[DOCUMENT SECTION]
--- START ---

Desugaring Scala
Alex Westphal · 19 Oct 2014Many newcomers to Scala find the syntax to be bewildering. In general this comes down to not understanding the vast amount of syntactic sugar provided by Scala. In this article we explore and de-sugar Scala’s complex syntax and how it relates to Java.
Method Invocation
At it’s core, Scala has the same method invocation syntax as Java. That is, the invocation target followed by .
then
method name followed by (
then the comma separated argument list followed by )
. Described symbolically:
<target>.<method>([<arg0>, [<arg1>, ...]])
Concrete examples of this invocation syntax (valid in both Java and Scala):
str.hashCode() // No arguments
str.concat(str2) // One Argument
str.substring(2,4) // Multiple Arguments
str.concat(str2).concat(str3) // Chained Invocation
There are two ways in which basic method invocation in Scala differs from Java. The first is that in the no argument
case the parenthesis can be left off yielding str.hashCode
which looks like a field access. Note: If the method was
defined without parenthesis (eg def hashCode: Int = ...
), this form must be used.
The second way in which Scala differs is that it allows invocation of single argument methods without the .
or
parenthesis at all. In a lot of cases this can help to reduce clutter and makes the code more readable. The following
example is obviously clearer than the previous one:
str concat str2 // One Argument
str concat str2 concat str3 // Chained Invocation
Symbolic Operators
For library writers, one extremely useful feature of Scala is the ability to define symbolic operators for custom types. Symbolic operators are realised through allowing symbols as class, field, and method names. Eg:
class Matrix {
// Defined exactly as with any other method
def +(m: Matrix): Matrix = ...
}
m1.+(m2) // 'Java style' invocation
m1 + m2 // Typical usage
m1 + m2 + m3
For some this may be reminiscent of Java’s String concatenation operator +
where "ab" + "cd"
is syntactic sugar for
"ab".concat("cd")
. The difference is that in Java, it is a compiler special case while in Scala it can be implemented
in user code. In fact Scala provides identical behaviour in Predef.StringAdd.

--- END ---

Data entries
--- START ---

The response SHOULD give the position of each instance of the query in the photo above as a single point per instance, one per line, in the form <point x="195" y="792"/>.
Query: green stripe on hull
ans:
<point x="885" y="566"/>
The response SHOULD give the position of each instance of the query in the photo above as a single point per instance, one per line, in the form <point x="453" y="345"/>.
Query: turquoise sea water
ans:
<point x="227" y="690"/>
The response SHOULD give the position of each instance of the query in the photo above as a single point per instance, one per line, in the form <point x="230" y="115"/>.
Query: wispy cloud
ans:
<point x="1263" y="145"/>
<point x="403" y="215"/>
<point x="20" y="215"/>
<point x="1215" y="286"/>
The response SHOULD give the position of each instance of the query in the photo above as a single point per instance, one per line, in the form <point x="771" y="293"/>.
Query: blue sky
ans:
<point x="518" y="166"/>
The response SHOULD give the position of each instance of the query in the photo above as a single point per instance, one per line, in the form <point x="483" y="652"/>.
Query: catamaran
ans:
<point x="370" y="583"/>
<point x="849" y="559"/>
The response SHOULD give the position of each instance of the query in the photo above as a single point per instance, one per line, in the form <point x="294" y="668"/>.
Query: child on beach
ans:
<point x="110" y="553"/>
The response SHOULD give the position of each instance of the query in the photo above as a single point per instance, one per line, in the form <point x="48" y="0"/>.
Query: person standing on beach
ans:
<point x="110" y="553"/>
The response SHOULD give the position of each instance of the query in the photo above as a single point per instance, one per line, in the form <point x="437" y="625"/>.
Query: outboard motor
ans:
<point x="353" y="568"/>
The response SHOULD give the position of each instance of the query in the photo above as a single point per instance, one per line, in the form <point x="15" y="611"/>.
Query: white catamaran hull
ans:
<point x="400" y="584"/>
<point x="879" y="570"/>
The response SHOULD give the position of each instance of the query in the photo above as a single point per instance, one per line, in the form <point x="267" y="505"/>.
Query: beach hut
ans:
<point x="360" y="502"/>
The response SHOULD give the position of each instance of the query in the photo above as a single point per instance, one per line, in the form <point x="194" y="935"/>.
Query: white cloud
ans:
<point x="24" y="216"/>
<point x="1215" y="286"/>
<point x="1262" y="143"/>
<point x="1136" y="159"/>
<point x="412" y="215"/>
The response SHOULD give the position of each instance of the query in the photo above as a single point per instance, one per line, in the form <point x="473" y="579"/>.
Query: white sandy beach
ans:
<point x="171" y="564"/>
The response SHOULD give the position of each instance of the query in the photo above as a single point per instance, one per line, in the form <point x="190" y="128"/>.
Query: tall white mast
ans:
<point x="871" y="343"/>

--- END ---

[REQUIRED WORK]
1: Answer these questions using the Scala desugaring article:
(a) When must the form without parentheses be used for a no-argument method call?
(b) How does Scala make symbolic operators possible?
(c) Where does Scala provide behavior identical to Java's String concatenation operator?
2: In the Scala desugaring article, condense the paragraph beginning "For library writers, one extremely useful feature" into a single sentence that keeps its main facts.
The rows are not needed for anything asked here.

[SOLUTION SET]
1:
(a) When the method was defined without parentheses.
(b) It allows symbols as class, field, and method names.
(c) In Predef.StringAdd.

2: Scala lets library writers define symbolic operators for custom types, which is possible because symbols are allowed as class, field, and method names.